**Dataset entries:**

------------------------------------

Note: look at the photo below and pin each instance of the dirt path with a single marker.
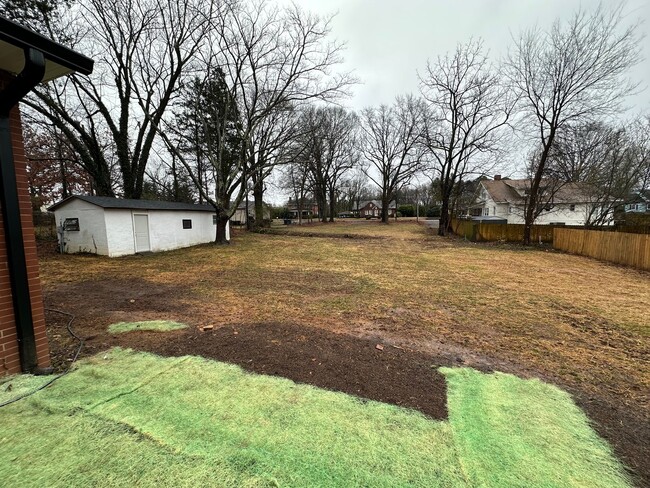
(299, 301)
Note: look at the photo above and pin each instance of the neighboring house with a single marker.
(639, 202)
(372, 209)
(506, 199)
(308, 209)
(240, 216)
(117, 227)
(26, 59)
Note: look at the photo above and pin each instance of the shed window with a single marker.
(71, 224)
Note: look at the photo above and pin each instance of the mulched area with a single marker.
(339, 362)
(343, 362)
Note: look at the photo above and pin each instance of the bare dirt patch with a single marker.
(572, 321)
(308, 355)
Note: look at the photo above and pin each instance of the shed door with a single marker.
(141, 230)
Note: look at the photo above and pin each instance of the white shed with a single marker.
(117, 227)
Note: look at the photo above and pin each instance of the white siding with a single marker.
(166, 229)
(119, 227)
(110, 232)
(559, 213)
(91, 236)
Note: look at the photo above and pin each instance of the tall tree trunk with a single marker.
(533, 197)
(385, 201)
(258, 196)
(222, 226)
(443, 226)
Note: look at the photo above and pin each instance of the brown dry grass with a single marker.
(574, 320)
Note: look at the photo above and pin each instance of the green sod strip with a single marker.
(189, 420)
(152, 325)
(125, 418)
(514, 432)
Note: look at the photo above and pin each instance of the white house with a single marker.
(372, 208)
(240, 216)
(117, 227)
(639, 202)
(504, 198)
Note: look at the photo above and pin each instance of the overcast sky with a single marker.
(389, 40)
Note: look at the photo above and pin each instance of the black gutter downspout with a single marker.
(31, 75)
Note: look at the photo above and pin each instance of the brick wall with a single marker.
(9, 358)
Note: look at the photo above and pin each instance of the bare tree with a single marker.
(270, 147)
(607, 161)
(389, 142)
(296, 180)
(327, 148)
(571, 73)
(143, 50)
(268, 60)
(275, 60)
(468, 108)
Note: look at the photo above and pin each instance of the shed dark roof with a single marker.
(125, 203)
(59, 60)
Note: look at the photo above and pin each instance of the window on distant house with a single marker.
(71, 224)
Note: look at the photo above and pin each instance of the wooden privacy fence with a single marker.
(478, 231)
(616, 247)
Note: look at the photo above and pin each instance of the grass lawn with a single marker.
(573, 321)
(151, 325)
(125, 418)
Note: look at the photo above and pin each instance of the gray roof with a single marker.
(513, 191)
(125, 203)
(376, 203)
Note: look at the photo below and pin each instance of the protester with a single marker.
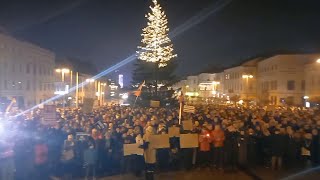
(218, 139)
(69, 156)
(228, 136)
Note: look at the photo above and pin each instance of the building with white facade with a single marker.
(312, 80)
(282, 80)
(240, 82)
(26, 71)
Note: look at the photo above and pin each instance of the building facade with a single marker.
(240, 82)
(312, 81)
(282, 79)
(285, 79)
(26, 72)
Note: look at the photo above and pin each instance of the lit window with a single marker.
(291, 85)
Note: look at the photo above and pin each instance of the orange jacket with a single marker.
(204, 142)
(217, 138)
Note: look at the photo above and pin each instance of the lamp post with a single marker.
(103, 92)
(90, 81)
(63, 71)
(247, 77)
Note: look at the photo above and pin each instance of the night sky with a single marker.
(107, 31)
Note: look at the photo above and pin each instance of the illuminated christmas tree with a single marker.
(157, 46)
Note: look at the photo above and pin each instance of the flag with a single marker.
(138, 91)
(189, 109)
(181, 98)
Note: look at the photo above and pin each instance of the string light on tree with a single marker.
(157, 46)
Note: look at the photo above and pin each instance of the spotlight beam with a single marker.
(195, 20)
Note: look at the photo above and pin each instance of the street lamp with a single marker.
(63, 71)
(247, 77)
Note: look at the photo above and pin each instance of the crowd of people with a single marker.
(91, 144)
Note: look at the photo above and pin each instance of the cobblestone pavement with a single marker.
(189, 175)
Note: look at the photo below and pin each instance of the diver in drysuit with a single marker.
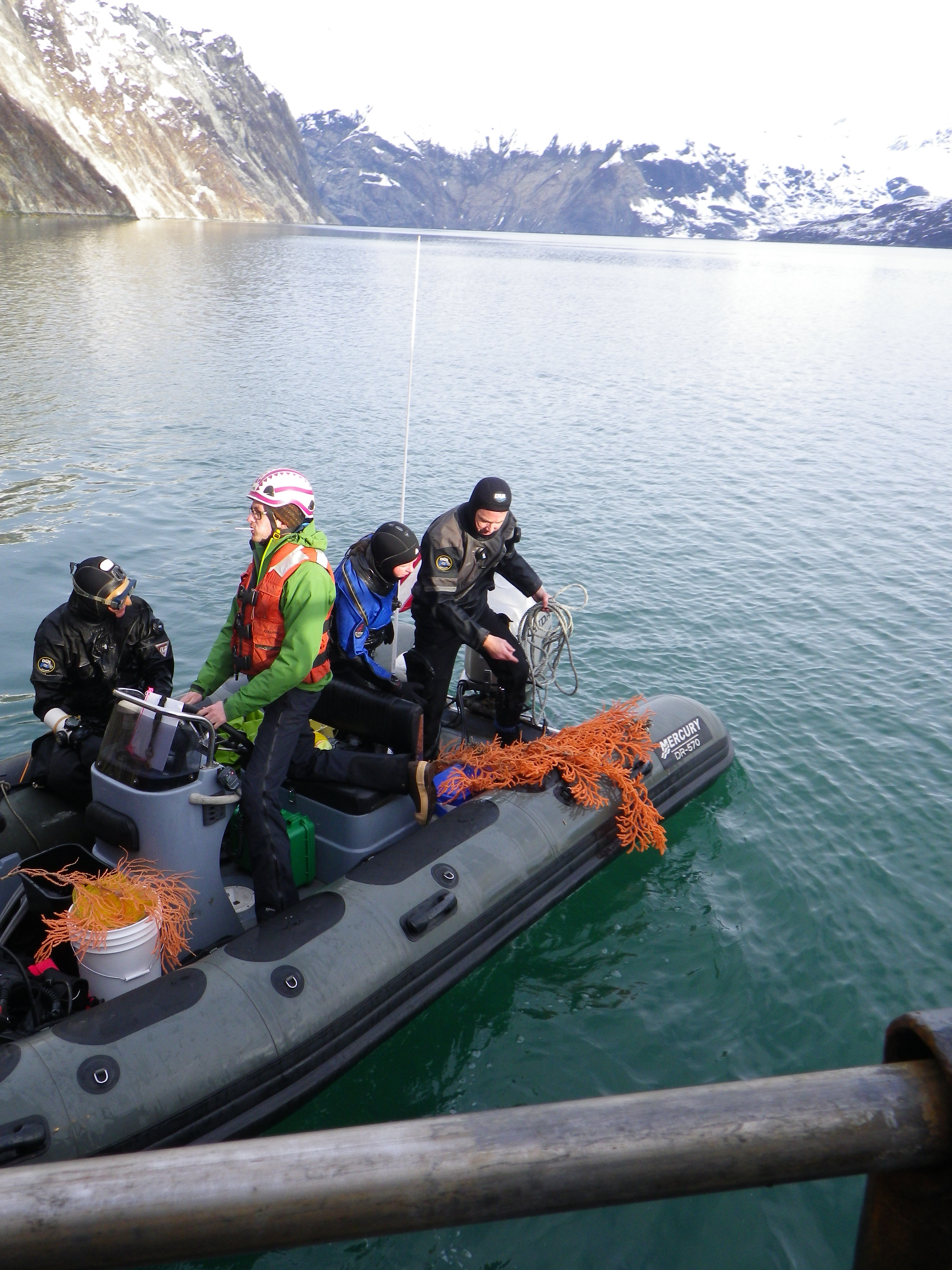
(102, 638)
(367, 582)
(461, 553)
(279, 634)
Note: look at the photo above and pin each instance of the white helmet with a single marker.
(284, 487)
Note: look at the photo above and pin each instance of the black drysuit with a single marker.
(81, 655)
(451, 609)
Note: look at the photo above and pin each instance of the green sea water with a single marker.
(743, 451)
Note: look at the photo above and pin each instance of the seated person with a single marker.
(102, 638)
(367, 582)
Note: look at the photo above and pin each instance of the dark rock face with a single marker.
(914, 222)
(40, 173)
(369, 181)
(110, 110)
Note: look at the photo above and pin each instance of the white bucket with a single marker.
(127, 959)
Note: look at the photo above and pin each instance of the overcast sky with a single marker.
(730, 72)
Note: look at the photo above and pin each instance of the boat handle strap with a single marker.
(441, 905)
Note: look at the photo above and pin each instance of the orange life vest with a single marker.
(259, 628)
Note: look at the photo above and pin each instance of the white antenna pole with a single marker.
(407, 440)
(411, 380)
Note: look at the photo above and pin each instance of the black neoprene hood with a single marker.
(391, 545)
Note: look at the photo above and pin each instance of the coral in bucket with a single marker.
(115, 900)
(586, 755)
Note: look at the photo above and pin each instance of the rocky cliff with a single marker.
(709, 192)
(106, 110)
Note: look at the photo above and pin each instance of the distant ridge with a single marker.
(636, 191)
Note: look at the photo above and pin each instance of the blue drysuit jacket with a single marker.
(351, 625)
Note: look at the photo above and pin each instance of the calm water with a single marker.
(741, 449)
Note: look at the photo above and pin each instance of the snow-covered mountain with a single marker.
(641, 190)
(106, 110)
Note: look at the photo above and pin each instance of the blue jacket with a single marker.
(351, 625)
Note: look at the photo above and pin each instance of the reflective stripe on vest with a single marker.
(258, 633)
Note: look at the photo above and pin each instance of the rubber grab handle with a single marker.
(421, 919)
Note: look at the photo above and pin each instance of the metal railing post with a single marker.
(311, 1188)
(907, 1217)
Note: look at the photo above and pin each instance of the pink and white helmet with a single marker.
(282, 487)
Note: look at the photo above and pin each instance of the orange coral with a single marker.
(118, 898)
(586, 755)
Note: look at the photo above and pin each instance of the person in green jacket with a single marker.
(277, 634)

------------------------------------

**WORK INSTRUCTIONS:**
Reproduce exactly the stretch of lines that starts at the one containing "strap with a single marker." and ends with the final line of the data, including both ends and nothing more.

**OUTPUT:**
Note: look at the photo above and pin each instance of the boat handle strap with a single marker.
(441, 905)
Note: look at the photo above and pin each instance of the orange life vest with a single marker.
(259, 628)
Note: look at the photo above and pin each instance of the white antenna pole with a single marker.
(407, 440)
(411, 380)
Note: look at the photo above and pin each instance of the black neoprene hood with a single marker.
(391, 545)
Note: look at the photo above and pin each instance of the coral in bucket with a single marker.
(115, 900)
(586, 755)
Note: look at the photo above and pin each instance of the rocky cliff with a single marker.
(709, 192)
(106, 110)
Note: look at the photo above and pin each instance of the distant ridge with a single marker.
(636, 191)
Note: look at the photo above and pin each instance of the blue drysuit jacket with a single marker.
(351, 625)
Note: look at the photo above and pin each instance of the calm water with a single marker.
(741, 449)
Note: look at the photo above and pin each instance of the snow-covered mountain with a single marker.
(641, 190)
(106, 110)
Note: look at the photo above and pin each instance of the blue jacket with a single marker.
(351, 625)
Note: look at the photo above and pin each instance of the reflective stripe on vest with a single marker.
(258, 633)
Note: look at the photo above and pin each instance of the rubber grab handle with a single marker.
(421, 919)
Note: look at the photo above and pin each instance of the metal railing post with a single marker.
(311, 1188)
(907, 1217)
Note: look at the photo above and pin each instance of the pink and white helmet with a single marker.
(282, 487)
Note: look at the photo above and pin each instance of the orange coral with a single marker.
(118, 898)
(586, 755)
Note: look at the photo above and pin each instance of the person in green jacket with a single marker.
(277, 634)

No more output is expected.